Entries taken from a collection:
◇ ◇ ◇

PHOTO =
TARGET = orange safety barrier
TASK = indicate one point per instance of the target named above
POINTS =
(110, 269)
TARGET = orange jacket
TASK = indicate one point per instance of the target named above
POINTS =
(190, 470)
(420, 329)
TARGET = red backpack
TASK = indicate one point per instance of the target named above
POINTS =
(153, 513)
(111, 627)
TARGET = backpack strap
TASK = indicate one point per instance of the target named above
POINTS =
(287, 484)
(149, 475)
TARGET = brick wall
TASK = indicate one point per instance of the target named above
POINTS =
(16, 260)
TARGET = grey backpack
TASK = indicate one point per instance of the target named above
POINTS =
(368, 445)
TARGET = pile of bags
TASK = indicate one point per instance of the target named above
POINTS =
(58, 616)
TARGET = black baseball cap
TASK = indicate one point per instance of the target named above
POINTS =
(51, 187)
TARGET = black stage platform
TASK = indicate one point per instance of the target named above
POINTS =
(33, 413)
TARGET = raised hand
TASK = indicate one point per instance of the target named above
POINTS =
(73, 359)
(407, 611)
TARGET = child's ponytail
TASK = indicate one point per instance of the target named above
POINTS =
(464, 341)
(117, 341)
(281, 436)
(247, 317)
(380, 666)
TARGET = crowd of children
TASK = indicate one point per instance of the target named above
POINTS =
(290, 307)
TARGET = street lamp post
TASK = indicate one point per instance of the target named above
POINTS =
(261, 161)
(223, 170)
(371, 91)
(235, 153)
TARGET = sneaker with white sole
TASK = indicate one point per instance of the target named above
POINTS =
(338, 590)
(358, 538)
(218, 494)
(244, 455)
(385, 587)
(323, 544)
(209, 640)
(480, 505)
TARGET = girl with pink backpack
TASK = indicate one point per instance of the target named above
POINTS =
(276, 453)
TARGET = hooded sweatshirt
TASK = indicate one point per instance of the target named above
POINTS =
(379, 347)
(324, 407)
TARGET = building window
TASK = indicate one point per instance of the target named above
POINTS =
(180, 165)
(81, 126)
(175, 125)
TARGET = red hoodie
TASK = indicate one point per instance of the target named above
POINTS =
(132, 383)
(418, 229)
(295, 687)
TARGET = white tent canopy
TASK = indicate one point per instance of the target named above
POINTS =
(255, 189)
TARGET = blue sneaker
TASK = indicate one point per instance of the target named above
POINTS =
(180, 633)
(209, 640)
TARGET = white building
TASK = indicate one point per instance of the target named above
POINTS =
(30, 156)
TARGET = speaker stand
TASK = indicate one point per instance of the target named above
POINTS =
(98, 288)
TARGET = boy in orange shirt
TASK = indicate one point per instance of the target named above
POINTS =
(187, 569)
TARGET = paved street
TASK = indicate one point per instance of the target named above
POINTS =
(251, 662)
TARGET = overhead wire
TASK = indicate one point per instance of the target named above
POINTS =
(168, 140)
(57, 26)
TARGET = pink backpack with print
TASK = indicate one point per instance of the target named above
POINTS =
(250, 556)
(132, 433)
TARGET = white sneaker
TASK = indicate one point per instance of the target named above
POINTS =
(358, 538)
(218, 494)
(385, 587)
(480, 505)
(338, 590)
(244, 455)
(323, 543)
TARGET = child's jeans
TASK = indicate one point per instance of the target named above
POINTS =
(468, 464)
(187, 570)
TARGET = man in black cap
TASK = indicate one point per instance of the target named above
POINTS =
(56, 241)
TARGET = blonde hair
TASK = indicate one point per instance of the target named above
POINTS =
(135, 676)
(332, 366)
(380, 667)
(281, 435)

◇ ◇ ◇

### Goal of the exercise:
Set down all of the entries exactly, please.

### Answer to the problem:
PHOTO =
TARGET = orange safety barrier
TASK = indicate one point per instance of the target named above
POINTS =
(110, 269)
TARGET = orange jacket
TASK = indicate one point per instance of the target named above
POINTS =
(190, 470)
(420, 329)
TARGET = red backpack
TASK = indicate one point per instance of the target named above
POINTS =
(153, 513)
(111, 627)
TARGET = backpack strap
TASK = indicate one point per instance of the target named above
POINTS =
(287, 484)
(149, 475)
TARGET = brick wall
TASK = indicate one point per instance of the target named above
POINTS =
(16, 260)
TARGET = grey backpack
TASK = indicate one point per instance of the target named above
POINTS =
(368, 445)
TARGET = pile of bags
TASK = indicate one point per instance of the target named above
POINTS =
(58, 616)
TARGET = black baseball cap
TASK = indicate one point per instance of the target named above
POINTS =
(51, 187)
TARGET = black stage platform
TASK = indicate one point per instance of the target named above
POINTS =
(33, 413)
TARGET = raised hand
TASK = indicate one point per instance of the target named above
POINTS =
(73, 359)
(407, 611)
TARGET = child's ponytail
TASK = indicate one point per instance of the target named above
POINTS =
(464, 341)
(117, 341)
(281, 436)
(247, 317)
(380, 666)
TARGET = crowd of children
TASK = indicate one point per instance of the target named above
POINTS =
(290, 307)
TARGET = street lamp post
TASK = indicate one point per instance of the target named above
POINTS =
(261, 161)
(223, 170)
(371, 91)
(235, 153)
TARGET = sneaker with white sole
TASK = indicate one point per instance of the target named above
POINTS =
(338, 590)
(358, 538)
(218, 494)
(244, 455)
(385, 587)
(323, 544)
(209, 640)
(480, 505)
TARGET = girl with pink backpack
TASK = indicate one point per instance of the target named above
POINTS =
(276, 453)
TARGET = hooded sweatshirt
TASK = indicate one point per instance of the target named above
POINTS =
(379, 347)
(324, 407)
TARGET = building window
TASK = indicate one point per instance of the target named above
POINTS =
(180, 165)
(81, 126)
(175, 125)
TARGET = red hoodie
TASK = indicate one point per instance of the target named above
POINTS =
(132, 383)
(418, 229)
(295, 687)
TARGET = white tent canopy
TASK = indicate one point per instance of the target named above
POINTS =
(255, 189)
TARGET = blue sneaker
TASK = indicate one point per instance of the target named above
POINTS =
(180, 633)
(209, 640)
TARGET = white building
TASK = indicate one point per instance of the target named above
POINTS =
(30, 156)
TARGET = speaker stand
TASK = indicate one point per instance of the target named above
POINTS =
(98, 288)
TARGET = boy in orange shirt
TASK = indicate one point per instance of the target named above
POINTS =
(187, 569)
TARGET = paved street
TASK = indicate one point per instance of the target named above
POINTS =
(251, 662)
TARGET = overhead wire
TASK = indicate one point per instance of the target named above
POINTS =
(168, 140)
(57, 26)
TARGET = pink backpack with print
TASK = indicate one point per instance of the target named above
POINTS =
(250, 556)
(132, 433)
TARGET = white sneaker
TASK = indicate one point per instance of the target named above
POINTS =
(358, 538)
(218, 494)
(385, 587)
(480, 505)
(338, 590)
(244, 455)
(323, 543)
TARGET = child's jeans
TASK = indicate one point per instance of the target named above
POINTS =
(468, 464)
(187, 570)
TARGET = man in black cap
TASK = indicate one point per instance of the target named above
POINTS =
(56, 241)
TARGET = blonde hair
TASK = indicate one point per instance of the target named above
POINTS =
(135, 676)
(332, 366)
(380, 667)
(281, 435)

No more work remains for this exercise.